___ Available data
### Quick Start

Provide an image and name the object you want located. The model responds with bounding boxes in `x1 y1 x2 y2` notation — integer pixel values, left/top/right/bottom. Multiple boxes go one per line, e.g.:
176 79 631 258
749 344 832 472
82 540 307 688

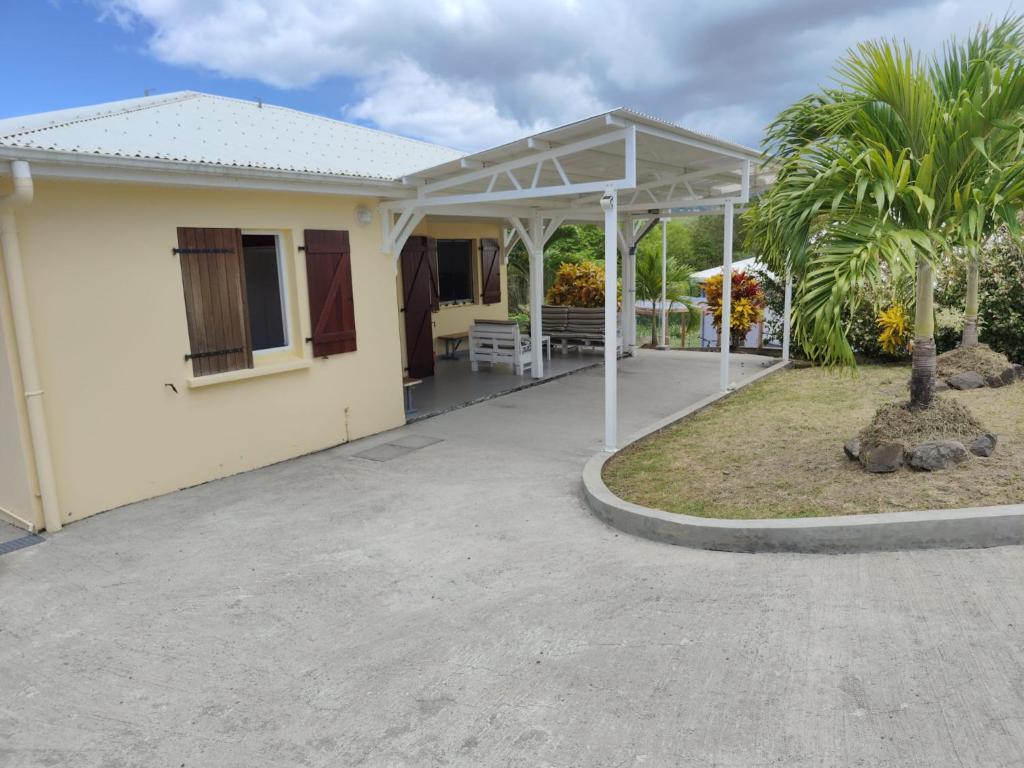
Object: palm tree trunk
910 256 935 409
961 248 978 347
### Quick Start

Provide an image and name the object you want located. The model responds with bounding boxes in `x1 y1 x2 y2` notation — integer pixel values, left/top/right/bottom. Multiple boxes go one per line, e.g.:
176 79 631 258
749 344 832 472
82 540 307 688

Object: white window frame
242 229 294 357
437 238 480 307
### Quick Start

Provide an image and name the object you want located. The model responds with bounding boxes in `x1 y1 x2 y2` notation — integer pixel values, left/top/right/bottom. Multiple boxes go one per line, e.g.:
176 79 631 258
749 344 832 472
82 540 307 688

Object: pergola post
782 269 793 362
529 211 545 379
718 200 732 392
601 188 625 454
622 214 637 354
651 219 667 349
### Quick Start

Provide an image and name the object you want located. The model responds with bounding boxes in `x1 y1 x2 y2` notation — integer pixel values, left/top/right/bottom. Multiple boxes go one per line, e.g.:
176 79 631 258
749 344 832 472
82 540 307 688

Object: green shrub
935 306 964 354
978 231 1024 362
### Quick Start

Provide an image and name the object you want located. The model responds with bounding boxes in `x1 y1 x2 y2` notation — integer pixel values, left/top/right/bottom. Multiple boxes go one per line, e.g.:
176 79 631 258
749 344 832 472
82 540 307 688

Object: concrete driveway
0 352 1024 768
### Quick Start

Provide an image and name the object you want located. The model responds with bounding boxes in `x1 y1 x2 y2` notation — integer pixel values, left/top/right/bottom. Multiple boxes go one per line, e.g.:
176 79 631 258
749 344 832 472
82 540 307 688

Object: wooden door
401 238 437 379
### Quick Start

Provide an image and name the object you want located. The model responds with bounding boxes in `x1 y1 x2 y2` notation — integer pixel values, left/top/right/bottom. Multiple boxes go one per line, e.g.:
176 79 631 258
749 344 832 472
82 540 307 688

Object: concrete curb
583 364 1024 554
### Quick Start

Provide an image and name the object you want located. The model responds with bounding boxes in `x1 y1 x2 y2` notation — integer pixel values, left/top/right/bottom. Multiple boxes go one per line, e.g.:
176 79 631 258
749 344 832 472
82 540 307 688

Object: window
437 240 474 302
242 233 288 352
174 226 356 377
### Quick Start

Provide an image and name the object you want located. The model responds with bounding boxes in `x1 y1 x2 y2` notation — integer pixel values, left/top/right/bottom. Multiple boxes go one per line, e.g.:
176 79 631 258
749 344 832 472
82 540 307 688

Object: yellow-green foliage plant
703 271 765 344
878 303 913 357
546 261 617 307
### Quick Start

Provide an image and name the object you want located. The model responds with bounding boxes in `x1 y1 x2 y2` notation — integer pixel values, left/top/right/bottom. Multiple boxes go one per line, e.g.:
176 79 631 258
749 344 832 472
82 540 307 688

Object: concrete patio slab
0 352 1024 768
354 442 413 462
387 434 443 451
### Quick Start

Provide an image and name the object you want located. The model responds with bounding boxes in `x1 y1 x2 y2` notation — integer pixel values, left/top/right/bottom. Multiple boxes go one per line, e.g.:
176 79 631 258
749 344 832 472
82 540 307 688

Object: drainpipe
0 160 60 532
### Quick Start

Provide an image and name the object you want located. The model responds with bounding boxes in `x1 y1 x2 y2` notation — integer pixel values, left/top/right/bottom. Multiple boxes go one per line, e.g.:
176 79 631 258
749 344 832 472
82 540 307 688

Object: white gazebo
381 110 790 452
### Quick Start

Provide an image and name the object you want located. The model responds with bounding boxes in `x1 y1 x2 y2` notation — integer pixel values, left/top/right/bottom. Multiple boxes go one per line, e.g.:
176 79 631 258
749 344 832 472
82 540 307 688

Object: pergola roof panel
397 110 767 216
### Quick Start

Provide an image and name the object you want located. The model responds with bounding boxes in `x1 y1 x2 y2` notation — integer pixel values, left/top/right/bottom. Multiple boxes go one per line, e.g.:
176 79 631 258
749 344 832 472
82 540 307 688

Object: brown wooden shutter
423 238 441 312
480 238 502 304
304 229 355 357
401 236 437 379
176 226 253 376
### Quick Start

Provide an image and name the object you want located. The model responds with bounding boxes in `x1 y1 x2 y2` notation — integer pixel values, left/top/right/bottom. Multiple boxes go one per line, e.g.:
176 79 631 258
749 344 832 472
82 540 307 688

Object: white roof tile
0 91 465 180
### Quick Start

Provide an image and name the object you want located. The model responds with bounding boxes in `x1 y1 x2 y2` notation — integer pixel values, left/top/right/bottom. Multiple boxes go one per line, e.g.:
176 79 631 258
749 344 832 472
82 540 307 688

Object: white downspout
0 160 60 532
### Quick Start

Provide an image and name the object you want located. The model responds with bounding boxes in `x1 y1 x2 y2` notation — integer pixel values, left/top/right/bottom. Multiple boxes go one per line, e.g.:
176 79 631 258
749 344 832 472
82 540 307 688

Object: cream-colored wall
398 217 508 366
0 256 43 528
12 179 404 519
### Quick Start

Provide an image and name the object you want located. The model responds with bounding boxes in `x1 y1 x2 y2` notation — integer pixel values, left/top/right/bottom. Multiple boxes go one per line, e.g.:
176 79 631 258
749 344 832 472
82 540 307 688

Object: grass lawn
604 366 1024 518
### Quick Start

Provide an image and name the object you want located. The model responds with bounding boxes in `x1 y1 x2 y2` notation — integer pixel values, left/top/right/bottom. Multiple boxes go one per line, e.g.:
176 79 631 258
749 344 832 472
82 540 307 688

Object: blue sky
0 0 352 126
0 0 1024 151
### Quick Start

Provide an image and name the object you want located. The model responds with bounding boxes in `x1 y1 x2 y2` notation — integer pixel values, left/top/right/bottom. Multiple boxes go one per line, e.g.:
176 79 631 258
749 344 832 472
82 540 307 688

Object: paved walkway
0 353 1024 768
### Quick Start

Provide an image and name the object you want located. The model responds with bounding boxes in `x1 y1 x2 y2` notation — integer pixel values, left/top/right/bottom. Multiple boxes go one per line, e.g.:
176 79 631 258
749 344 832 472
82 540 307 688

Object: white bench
469 321 532 376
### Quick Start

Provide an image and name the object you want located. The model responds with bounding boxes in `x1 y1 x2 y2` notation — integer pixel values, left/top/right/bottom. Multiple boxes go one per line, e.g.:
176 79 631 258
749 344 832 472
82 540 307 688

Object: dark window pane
242 234 286 349
437 240 473 301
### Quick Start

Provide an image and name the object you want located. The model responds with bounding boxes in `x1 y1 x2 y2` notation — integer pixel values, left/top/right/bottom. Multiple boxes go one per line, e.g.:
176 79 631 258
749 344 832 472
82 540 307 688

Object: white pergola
381 110 790 452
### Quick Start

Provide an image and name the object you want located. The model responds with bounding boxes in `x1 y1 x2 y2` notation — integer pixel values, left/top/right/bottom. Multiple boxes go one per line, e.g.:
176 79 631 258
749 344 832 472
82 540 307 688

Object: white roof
0 91 465 180
407 108 772 211
693 257 765 283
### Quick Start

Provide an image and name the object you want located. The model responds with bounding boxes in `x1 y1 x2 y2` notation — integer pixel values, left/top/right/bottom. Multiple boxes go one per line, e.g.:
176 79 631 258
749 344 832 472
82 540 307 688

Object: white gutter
0 160 60 532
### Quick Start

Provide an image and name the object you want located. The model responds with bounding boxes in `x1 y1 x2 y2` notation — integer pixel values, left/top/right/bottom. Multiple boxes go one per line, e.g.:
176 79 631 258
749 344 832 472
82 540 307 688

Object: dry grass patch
604 366 1024 519
935 344 1013 379
860 396 989 449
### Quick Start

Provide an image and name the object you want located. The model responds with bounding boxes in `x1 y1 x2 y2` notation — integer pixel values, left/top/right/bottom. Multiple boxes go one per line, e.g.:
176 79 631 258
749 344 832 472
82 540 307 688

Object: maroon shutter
401 237 437 379
424 238 441 312
175 226 253 376
304 229 355 357
480 238 502 304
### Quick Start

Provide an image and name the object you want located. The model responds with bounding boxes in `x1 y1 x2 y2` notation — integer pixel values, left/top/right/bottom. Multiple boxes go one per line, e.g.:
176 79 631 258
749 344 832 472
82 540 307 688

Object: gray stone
843 437 860 461
968 432 998 457
860 442 903 474
946 371 985 389
909 440 968 472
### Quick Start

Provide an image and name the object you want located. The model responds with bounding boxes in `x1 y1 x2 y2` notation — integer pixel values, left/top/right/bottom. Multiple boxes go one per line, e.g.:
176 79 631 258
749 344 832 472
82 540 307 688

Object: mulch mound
859 397 988 447
935 344 1013 379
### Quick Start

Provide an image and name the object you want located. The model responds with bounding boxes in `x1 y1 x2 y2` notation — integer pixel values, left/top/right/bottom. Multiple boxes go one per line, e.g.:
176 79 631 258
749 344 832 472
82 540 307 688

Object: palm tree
930 17 1024 347
745 17 1024 408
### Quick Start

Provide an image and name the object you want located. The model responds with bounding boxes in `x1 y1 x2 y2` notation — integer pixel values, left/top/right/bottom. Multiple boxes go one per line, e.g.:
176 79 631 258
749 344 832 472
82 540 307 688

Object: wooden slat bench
541 304 623 353
469 319 532 376
436 331 469 360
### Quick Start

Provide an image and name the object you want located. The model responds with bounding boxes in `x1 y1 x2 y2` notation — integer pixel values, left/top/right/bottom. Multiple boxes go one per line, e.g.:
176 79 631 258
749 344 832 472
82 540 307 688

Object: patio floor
0 351 1024 768
408 348 603 423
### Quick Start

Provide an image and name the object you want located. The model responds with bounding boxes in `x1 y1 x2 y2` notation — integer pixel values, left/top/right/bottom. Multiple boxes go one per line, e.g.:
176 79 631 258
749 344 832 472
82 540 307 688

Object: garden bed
603 366 1024 519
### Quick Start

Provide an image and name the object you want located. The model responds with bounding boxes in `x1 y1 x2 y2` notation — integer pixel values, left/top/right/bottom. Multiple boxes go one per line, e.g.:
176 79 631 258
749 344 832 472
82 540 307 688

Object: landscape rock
909 440 968 472
860 442 903 474
968 432 998 458
843 437 860 461
946 371 985 389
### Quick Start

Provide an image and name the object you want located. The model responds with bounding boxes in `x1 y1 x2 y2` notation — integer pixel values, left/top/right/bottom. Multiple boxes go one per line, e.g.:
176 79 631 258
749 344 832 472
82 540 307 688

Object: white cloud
97 0 1024 150
345 59 550 147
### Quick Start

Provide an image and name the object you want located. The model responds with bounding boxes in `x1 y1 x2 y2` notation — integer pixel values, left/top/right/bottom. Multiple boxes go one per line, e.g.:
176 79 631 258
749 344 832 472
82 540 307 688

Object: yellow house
0 92 508 530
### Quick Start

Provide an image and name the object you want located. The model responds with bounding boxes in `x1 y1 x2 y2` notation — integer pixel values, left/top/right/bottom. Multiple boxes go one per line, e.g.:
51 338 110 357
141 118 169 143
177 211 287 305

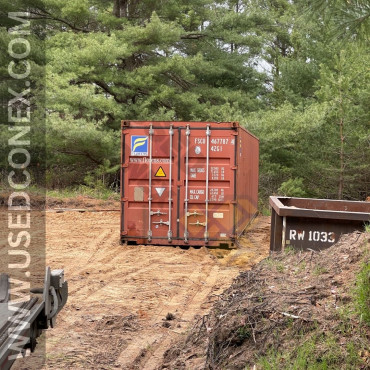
______
# Challenge
Render the part of the entries that opens at their very start and closes with the line containing "961 248 978 347" as a numbered list, omitting blank lines. Leave the pictures out.

# Exercise solution
1. ### Quick Start
2. Provide an image and name the object you want located. The model responds with bounding boxes in `x1 y1 x2 y2` notation — integer pixel values, left/top/right/bottom. Multiple boxes go one per line, e.g.:
3. 176 79 631 258
4. 749 344 832 472
5. 82 540 307 688
6. Object: palm tree trunk
7. 910 256 935 409
8. 961 248 978 347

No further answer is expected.